(Entries taken from a collection)
----------

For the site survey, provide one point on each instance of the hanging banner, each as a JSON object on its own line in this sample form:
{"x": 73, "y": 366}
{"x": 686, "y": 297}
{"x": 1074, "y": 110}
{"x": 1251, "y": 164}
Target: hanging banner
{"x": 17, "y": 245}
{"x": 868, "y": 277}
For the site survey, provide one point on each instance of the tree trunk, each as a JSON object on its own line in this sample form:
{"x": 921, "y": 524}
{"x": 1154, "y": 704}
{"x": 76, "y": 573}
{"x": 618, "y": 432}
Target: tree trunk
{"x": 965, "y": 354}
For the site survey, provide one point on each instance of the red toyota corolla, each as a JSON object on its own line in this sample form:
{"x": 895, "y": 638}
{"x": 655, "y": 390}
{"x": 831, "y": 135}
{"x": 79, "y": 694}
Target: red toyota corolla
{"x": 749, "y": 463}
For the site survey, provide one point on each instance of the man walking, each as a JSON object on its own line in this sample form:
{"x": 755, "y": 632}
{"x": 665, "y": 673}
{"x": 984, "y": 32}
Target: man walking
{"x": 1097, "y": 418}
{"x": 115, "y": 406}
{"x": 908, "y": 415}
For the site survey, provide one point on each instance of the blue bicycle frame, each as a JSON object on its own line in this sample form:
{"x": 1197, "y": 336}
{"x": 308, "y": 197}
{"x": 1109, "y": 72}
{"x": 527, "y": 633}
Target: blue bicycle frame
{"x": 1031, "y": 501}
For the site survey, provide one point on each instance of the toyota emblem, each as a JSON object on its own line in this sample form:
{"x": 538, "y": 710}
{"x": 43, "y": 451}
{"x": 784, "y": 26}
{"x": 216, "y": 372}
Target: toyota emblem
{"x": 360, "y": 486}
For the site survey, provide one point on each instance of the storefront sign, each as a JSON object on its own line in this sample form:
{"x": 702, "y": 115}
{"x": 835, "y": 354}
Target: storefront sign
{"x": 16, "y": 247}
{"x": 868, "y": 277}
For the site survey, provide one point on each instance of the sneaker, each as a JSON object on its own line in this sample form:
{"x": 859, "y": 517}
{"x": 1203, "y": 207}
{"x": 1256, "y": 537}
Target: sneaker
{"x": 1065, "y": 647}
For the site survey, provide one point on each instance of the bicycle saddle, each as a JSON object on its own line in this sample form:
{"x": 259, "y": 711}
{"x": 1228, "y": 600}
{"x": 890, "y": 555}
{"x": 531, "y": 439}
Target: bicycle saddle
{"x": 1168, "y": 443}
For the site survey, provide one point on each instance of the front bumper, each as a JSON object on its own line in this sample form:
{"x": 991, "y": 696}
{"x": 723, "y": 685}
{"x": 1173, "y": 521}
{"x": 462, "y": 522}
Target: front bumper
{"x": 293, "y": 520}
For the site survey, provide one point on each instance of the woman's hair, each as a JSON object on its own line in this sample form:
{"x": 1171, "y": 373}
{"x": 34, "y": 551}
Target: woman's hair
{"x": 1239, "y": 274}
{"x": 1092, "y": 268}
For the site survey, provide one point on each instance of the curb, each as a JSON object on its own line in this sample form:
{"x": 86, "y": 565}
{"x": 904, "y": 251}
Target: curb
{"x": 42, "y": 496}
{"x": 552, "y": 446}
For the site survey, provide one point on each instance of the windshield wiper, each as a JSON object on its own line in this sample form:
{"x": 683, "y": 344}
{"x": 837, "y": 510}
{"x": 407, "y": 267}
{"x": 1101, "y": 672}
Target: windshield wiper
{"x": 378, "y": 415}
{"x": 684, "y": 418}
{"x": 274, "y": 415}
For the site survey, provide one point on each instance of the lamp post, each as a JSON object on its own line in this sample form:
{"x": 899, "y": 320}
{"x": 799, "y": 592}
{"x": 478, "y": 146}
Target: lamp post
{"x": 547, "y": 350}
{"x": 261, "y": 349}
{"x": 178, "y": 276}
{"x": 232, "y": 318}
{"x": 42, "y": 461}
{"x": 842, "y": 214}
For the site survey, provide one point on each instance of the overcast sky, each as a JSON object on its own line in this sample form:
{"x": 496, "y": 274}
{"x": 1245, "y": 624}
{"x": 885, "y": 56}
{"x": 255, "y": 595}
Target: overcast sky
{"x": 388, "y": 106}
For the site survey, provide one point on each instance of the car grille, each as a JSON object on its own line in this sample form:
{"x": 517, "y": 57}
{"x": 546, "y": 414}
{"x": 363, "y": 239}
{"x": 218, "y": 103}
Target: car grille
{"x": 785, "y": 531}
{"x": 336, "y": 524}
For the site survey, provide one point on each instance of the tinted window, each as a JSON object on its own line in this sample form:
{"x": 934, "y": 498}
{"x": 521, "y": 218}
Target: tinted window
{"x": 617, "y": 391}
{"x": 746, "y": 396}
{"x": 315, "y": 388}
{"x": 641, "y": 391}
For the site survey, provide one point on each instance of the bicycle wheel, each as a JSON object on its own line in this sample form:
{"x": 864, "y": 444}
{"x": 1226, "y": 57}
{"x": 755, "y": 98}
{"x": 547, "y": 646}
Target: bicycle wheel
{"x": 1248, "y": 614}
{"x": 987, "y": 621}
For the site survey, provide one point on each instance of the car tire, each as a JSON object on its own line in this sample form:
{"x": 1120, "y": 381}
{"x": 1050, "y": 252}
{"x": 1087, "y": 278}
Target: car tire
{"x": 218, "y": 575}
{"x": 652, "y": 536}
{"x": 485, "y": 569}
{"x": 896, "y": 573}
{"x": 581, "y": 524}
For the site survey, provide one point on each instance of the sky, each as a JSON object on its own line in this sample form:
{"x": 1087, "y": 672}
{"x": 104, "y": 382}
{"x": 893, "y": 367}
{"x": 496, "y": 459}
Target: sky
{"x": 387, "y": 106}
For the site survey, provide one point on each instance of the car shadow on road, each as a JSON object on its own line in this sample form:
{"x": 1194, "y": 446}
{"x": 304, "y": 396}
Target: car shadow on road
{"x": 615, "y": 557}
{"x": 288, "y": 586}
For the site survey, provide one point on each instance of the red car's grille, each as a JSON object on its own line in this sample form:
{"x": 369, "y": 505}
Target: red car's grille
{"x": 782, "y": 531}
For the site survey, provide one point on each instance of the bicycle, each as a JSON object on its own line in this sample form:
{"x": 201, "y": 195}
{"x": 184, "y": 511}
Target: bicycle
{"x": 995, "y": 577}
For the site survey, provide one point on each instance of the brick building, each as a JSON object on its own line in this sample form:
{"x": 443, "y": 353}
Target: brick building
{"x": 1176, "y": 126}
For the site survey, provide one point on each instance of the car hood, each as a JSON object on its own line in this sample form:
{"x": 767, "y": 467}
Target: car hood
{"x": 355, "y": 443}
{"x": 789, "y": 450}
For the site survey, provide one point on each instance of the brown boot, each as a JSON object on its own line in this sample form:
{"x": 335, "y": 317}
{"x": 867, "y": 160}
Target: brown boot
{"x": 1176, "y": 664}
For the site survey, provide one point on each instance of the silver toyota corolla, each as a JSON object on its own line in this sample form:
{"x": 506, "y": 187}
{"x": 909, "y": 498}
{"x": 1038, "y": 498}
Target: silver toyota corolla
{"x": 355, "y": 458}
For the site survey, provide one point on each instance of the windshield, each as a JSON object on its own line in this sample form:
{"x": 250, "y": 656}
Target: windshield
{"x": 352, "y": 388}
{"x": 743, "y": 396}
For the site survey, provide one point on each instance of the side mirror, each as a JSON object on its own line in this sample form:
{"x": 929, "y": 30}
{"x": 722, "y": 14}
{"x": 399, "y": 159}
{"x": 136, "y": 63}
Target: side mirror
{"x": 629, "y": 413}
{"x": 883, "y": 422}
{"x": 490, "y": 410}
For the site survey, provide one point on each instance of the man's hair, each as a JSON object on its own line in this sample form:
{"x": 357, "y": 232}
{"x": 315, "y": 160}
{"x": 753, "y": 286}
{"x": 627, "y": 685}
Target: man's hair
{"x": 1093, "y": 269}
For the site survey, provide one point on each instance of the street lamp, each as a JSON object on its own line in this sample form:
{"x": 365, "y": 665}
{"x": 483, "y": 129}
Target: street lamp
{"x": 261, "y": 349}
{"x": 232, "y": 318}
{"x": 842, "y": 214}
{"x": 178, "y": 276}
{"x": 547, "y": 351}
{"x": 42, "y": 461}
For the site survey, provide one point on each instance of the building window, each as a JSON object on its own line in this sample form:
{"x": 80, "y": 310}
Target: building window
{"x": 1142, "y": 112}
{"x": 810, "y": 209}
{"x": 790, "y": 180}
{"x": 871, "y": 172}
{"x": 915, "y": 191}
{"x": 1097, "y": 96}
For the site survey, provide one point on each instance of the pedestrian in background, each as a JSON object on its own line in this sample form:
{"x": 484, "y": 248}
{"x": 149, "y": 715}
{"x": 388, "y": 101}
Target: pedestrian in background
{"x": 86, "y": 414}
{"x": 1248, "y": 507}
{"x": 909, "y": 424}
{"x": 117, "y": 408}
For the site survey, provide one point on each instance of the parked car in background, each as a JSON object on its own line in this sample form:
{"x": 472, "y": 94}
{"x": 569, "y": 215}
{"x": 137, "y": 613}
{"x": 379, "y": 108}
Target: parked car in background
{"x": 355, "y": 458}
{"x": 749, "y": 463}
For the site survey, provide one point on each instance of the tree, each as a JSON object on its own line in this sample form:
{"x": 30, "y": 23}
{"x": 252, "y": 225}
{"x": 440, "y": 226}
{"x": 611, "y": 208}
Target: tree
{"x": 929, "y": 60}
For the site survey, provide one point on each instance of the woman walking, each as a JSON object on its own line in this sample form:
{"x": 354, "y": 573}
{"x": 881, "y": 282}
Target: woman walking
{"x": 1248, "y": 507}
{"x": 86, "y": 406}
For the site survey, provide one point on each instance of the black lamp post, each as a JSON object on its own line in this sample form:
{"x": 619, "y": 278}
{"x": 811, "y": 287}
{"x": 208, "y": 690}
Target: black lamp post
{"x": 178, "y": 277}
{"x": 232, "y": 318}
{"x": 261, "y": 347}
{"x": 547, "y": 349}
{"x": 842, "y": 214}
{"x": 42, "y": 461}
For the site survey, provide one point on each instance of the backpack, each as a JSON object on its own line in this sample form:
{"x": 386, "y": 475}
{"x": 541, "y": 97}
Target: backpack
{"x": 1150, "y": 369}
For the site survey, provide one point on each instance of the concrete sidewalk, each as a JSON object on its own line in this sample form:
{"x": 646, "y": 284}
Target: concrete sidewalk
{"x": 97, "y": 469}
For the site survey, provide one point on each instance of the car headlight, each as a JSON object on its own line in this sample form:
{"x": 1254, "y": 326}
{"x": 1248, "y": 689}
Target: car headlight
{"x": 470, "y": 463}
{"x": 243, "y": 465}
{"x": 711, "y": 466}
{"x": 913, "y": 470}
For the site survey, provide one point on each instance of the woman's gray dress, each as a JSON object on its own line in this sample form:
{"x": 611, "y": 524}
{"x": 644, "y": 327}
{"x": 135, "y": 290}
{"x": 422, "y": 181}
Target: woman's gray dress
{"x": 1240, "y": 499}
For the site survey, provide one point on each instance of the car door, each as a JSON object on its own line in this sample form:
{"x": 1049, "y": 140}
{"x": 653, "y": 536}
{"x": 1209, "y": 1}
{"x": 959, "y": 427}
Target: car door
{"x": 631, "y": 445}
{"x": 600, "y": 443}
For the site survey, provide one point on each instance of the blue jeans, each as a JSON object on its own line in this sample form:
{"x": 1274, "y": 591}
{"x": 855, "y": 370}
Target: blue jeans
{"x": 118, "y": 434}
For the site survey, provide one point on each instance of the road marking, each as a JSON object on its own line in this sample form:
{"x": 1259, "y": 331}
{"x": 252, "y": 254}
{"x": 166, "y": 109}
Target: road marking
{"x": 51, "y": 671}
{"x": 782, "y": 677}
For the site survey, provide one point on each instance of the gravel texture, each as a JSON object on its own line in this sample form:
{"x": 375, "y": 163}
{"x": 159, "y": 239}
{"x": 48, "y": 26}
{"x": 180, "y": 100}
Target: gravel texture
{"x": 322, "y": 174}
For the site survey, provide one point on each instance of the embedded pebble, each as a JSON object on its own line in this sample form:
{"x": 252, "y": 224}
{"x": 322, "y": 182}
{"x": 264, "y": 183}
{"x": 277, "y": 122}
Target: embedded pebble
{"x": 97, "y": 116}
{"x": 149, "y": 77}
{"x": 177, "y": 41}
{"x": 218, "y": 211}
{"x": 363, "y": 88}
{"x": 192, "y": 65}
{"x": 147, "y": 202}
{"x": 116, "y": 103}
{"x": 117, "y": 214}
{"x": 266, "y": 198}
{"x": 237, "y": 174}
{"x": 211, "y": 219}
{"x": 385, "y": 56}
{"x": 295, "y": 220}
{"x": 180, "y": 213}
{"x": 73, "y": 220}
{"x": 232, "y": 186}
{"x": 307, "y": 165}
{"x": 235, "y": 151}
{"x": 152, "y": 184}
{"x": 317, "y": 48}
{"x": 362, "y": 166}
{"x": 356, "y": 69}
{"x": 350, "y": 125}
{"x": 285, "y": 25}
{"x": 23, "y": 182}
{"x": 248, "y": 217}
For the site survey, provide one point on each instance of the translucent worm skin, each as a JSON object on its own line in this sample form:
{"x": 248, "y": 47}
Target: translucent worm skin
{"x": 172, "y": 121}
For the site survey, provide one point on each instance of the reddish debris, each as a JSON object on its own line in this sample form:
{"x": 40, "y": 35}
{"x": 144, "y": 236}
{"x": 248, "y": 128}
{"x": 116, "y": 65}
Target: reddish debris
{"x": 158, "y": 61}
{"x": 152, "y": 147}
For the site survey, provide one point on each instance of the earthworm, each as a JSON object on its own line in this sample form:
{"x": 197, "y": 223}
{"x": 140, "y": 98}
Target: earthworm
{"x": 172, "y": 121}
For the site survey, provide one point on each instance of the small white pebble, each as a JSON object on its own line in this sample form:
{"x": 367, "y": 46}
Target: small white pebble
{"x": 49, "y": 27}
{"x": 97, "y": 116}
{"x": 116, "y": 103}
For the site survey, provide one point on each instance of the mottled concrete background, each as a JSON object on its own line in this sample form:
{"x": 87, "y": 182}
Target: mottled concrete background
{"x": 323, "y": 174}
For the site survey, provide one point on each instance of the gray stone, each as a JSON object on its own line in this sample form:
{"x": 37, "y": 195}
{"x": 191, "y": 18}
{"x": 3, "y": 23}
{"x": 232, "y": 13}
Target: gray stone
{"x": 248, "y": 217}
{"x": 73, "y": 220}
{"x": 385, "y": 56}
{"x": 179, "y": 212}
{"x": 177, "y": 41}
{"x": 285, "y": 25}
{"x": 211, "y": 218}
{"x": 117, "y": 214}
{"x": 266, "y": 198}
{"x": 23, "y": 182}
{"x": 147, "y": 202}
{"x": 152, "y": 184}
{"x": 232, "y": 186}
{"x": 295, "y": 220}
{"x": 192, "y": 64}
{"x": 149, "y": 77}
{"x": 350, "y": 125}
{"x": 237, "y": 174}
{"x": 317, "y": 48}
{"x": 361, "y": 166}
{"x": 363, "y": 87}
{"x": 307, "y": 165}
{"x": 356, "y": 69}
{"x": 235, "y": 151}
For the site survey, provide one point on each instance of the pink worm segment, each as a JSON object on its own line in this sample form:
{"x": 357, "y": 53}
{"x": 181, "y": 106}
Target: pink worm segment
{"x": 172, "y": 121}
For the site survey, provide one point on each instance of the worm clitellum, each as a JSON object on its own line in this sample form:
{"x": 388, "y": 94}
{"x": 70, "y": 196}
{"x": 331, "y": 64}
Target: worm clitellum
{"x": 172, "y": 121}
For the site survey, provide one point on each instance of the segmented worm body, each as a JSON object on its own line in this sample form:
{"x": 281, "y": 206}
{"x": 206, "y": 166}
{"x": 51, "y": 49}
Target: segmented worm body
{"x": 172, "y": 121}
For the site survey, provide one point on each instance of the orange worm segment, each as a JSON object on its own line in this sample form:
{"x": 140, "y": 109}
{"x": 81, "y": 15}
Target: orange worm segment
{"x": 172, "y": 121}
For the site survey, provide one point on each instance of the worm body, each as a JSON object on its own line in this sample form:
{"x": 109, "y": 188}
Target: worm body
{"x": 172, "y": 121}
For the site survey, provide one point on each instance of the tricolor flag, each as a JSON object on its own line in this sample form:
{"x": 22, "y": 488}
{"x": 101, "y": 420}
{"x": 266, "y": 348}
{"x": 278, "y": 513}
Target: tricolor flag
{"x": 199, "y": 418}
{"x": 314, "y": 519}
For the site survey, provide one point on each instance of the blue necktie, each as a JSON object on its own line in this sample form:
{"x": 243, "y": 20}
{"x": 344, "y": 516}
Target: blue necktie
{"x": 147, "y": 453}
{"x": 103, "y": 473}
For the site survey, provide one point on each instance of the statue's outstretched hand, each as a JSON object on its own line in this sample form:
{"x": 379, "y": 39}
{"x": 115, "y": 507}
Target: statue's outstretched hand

----------

EXERCISE REQUIREMENTS: In the records above, locate every line with the string "outstretched" and copy it.

RESULT:
For the site survey, provide one point on each instance of the statue's outstretched hand, each as a JSON object on its own line in this sample form:
Target: statue's outstretched hand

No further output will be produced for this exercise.